◆ Actividades propuestas
**1.** Actualiza un tramo de la crónica de la llegada a Ezeiza: comienza en las palabras "Ezeiza sí es" y detente después de "vuelos de repatriados.". Sustituye "funcionarios" por "empleados".
**2.** Escribe la continuación de la crónica de la llegada a Ezeiza a partir de su última oración.

◆ Fragmento seleccionado
######
Una tormenta nos da la bienvenida en Ezeiza, al amanecer. El agotamiento que tenemos se evidencia en el desgano del aplauso con el que algunos celebran el aterrizaje, cien escalas menor al que tuvo el de despegue.
Antes de tomar nuestros bolsos de mano, nos avisan que primero van a salir los pasajeros que vivan en alguna provincia del interior del país y luego los de provincia de Buenos Aires. Todos ellos podrán cumplir la cuarentena en sus casas. Al final salimos los que vivimos en capital, porque a nosotros nos llevarán a hoteles.
Ezeiza sí es un aeropuerto fantasma. Todo cerrado, sin aviones despegando o aterrizando en las pistas, apenas con un puñado de trabajadores y funcionarios de los gobiernos nacional y capitalino que supervisan los protocolos de los vuelos de repatriados.
Al salir del avión, nos hacen pasar por los escáneres de detección de temperatura. De los 290 pasajeros, resulta que una docena registramos más de 37 grados. A mí me dicen que tengo 37,7. Me asusto. No entiendo cómo me subió tanto entre la partida y la llegada. Mientras el resto de los pasajeros avanza a una desierta sala de migraciones, a nosotros nos ponen en una especie de corral improvisado con cintas de seguridad. Una chica reclama porque le dijeron que tenía 38,5. Si fuera cierto, dice, estaría al borde del desmayo, pero se siente de lo más bien. Hay pasajeros de las provincias de San Luis y Córdoba que temen que los colectivos destinados por el gobierno para llevarlos a sus provincias partan y los dejen varados en Buenos Aires. Los policías de Seguridad Aeroportuaria garantizan que eso no va a ocurrir.
Los médicos de Sanidad de Fronteras que revisan a los pasajeros con fiebre tardan más de una hora en llegar. Si ellos confirman las altas temperaturas, nos dejarán en el aeropuerto y harán operativos especiales e individuales para trasladarnos a hospitales. Me dispongo a obedecer las instrucciones.
Por suerte, los escáneres se habían equivocado. El termómetro digital marca 36,6 en mi caso y grados similares en el resto. Nadie tiene fiebre. Nos llevan a migraciones, en donde entregamos una declaración jurada para informar por enésima vez nuestros datos personales y darnos por enterados de que hay una pandemia y estamos obligados a permanecer aislados por lo menos durante 14 días para prevenir la circulación y el contagio del coronavirus. Si no cumplimos, seremos acreedores a sanciones penales.
######
◆ Contenido de entradas
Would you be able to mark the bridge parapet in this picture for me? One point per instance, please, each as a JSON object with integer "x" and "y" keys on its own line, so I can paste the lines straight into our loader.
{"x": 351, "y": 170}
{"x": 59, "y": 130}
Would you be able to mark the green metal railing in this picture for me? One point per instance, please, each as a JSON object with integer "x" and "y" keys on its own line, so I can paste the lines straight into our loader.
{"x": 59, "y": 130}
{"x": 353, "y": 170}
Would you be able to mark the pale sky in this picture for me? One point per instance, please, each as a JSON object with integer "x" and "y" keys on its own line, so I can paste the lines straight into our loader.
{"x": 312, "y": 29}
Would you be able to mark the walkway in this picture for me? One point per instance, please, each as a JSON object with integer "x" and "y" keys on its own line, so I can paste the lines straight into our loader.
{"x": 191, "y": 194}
######
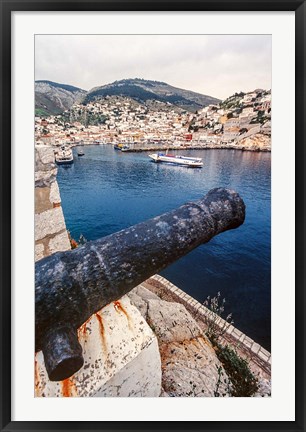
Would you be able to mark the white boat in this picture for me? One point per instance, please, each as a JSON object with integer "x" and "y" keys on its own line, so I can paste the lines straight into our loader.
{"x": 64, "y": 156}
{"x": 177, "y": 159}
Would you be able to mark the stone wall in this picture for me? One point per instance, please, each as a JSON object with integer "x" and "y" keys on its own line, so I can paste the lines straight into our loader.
######
◆ Soluciones
**1.**
Ezeiza sí es un aeropuerto fantasma. Todo cerrado, sin aviones despegando o aterrizando en las pistas, apenas con un puñado de trabajadores y empleados de los gobiernos nacional y capitalino que supervisan los protocolos de los vuelos de repatriados.

**2.**
"Declaro conocer la obligatoriedad, en caso de presentar síntomas compatibles con covid-19, de reportar de inmediato a los prestadores de salud… de descargar y utilizar en mi celular la aplicación gratuita dispuesta por el gobierno nacional con el objeto de estar informado, controlar mis síntomas y evitar el contagio", dice el escrito que firmo sin leer, aturdida por el estrés y el desvelo.
Ya han pasado más de dos horas desde que bajamos del avión y casi 24 desde que salí rumbo al aeropuerto de la ciudad de México para hacer este viaje, el más insólito y arriesgado que recuerde. El cansancio me tiene tomada por completo y obnubila la alegría de haber llegado.
A cada paso nos acompañan trabajadores del aeropuerto, del gobierno nacional o de la capital que cumplen funciones específicas, incluso custodiarnos si vamos al baño o darnos agua. Uno me dice que tantas semanas de cuarentena han permitido aceitar los operativos. El último trámite en Ezeiza es acomodarnos en los autobuses. Para eso hacen de nuevo listas, revisan asientos disponibles, avisan en los destinos quiénes, cuántos somos y procedencias.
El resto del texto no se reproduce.